=== Exercise details ===
Extend the article below on the retail organization of the future, picking up right after its final line.

=== Text ===
··········
The Retail Organization of the Future

Discussion
Aug 31, 2012

By Denise Lee Yohn, president of Denise Lee Yohn, Inc.

To be ready for newly empowered customers and further increases in costs, we need to think about – and operate – our businesses differently.

Here are five characteristics that should define the retail organization of the future:

Organized by brand, executed by channel.  Managing the brick-and-mortar business separately from the direct/online channel produces redundancies and conflicts of interest internally, and breakdowns and limitations in the customer experience externally. Instead, we should organize the way people shop us – by brand.  Each brand should have a single merchant team, marketing department, pricing strategy, etc.  That way, we can present a unified brand message and deliver a cohesive brand experience across all channels.

Led by brand managers.  When we organize into brand-based units, the head of each unit acts as the primary brand manager. That person should be responsible for driving core brand-building activities including:

  • Identifying, defining, and understanding the target customer(s)
··········
=== Stored data ===
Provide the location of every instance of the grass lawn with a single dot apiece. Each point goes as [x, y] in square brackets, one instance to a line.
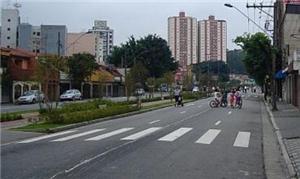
[38, 127]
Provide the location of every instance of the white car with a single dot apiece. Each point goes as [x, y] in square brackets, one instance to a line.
[31, 96]
[71, 94]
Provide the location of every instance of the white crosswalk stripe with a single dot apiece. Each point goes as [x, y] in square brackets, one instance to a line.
[45, 137]
[242, 139]
[175, 135]
[208, 137]
[141, 134]
[77, 135]
[103, 136]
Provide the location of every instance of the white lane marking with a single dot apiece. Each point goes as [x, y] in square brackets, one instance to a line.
[103, 136]
[141, 134]
[175, 134]
[242, 139]
[217, 123]
[190, 104]
[45, 137]
[209, 136]
[152, 122]
[90, 159]
[76, 135]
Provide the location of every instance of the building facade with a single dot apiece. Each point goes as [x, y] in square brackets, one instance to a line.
[287, 38]
[104, 40]
[24, 36]
[53, 39]
[212, 40]
[81, 43]
[10, 19]
[182, 39]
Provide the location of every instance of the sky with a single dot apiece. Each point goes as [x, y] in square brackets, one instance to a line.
[138, 17]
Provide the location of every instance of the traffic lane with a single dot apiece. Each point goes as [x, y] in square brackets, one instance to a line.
[68, 153]
[149, 158]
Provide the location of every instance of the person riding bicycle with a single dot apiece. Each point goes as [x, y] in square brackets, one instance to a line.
[177, 94]
[218, 97]
[237, 95]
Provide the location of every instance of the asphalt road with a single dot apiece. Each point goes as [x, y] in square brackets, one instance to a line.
[193, 141]
[6, 108]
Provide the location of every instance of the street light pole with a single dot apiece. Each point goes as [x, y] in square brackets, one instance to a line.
[273, 71]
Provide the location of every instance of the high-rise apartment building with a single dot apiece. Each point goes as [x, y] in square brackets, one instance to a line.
[212, 40]
[81, 43]
[182, 39]
[10, 19]
[104, 40]
[53, 39]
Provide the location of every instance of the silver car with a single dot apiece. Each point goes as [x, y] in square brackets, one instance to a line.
[31, 96]
[71, 94]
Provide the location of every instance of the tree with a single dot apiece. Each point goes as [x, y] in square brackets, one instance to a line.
[81, 66]
[152, 51]
[258, 55]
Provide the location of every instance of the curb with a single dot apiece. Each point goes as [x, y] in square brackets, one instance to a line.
[290, 167]
[71, 126]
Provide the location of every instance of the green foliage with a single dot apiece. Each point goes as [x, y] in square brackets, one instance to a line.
[10, 117]
[235, 61]
[87, 115]
[81, 66]
[190, 95]
[258, 55]
[152, 51]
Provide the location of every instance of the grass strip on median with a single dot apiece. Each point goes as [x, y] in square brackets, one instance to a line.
[46, 127]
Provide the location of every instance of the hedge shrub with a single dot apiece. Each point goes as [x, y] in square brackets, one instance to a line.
[10, 117]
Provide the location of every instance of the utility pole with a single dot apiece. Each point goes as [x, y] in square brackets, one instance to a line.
[275, 44]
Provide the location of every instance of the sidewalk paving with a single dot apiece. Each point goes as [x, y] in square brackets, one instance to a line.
[287, 122]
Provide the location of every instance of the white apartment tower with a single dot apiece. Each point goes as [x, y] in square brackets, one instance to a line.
[182, 39]
[212, 40]
[104, 40]
[10, 19]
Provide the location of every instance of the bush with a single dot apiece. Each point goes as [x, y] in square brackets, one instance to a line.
[191, 95]
[10, 117]
[80, 116]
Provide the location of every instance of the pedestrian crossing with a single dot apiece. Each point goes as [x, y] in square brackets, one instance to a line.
[242, 138]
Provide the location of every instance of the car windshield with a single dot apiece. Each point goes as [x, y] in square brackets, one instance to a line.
[68, 92]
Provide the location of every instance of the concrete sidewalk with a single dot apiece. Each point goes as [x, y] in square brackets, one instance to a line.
[286, 123]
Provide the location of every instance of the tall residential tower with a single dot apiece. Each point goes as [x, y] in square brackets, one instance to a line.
[182, 39]
[212, 40]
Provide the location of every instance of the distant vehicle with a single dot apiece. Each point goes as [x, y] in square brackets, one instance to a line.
[195, 89]
[140, 91]
[71, 94]
[31, 96]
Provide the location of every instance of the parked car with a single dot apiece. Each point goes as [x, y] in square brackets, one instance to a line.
[195, 89]
[71, 94]
[31, 96]
[140, 91]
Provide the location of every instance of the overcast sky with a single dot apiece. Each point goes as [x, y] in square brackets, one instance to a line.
[137, 17]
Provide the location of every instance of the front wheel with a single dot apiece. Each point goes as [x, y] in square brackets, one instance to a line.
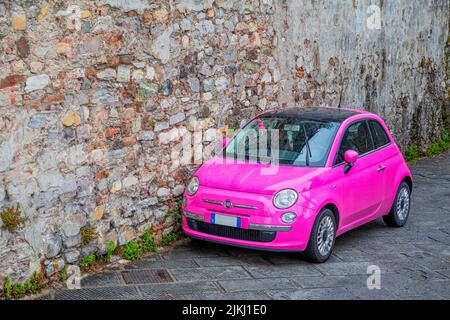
[400, 209]
[322, 237]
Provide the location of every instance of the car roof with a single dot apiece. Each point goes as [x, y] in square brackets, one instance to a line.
[315, 113]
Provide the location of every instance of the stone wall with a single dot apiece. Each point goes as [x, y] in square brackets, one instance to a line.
[95, 97]
[343, 57]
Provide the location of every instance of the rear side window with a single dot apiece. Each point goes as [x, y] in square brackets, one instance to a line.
[356, 137]
[379, 135]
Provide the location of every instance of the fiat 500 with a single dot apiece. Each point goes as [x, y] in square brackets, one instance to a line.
[295, 179]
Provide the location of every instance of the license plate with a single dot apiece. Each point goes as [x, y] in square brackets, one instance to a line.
[226, 220]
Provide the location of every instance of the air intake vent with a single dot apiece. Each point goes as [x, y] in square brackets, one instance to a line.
[231, 232]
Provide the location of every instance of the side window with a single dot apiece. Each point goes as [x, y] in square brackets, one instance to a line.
[378, 133]
[356, 137]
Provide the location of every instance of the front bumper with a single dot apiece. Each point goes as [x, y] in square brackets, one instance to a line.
[260, 229]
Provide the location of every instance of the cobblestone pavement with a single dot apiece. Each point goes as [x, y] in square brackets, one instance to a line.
[414, 261]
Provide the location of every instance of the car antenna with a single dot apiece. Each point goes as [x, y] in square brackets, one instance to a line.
[308, 149]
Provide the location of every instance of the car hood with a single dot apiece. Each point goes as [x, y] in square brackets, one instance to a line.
[255, 177]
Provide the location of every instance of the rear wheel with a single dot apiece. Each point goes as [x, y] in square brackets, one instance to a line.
[322, 237]
[400, 209]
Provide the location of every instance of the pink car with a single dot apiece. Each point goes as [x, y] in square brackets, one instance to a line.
[295, 179]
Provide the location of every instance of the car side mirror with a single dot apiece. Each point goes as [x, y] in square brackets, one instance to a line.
[225, 141]
[350, 157]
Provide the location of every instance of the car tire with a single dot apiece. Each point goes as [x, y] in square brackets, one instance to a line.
[322, 237]
[400, 208]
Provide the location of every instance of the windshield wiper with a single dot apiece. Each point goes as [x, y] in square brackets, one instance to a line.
[308, 149]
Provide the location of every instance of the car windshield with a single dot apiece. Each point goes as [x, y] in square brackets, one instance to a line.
[284, 141]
··········
=== In response ===
  • Selecting a brand positioning
  • Nurturing defining brand values and attributes
  • Setting the expected brand experience across product, price, and promotion

In a small company with a single brand, the president might function in this role.  In a larger, multi-brand organization, all the brand leaders should report into the COO or someone whose primary responsibility is managing the portfolio of brands and aligning corporate resources with the portfolio strategy.

Enabled by vital cross-company communication. While customer communication remains a priority, the myriad of social networks and technology devices existing today should first be deployed internally to facilitate cross-company coordination, collaboration, and knowledge-sharing. Many retailers rely on intuition and fluidity,  so internal communication is often overlooked as a necessary cultural discipline.  But when everyone has access to each other and to up-to-date information, we can develop a shared understanding of the most important issues and opportunities and move quickly to address them.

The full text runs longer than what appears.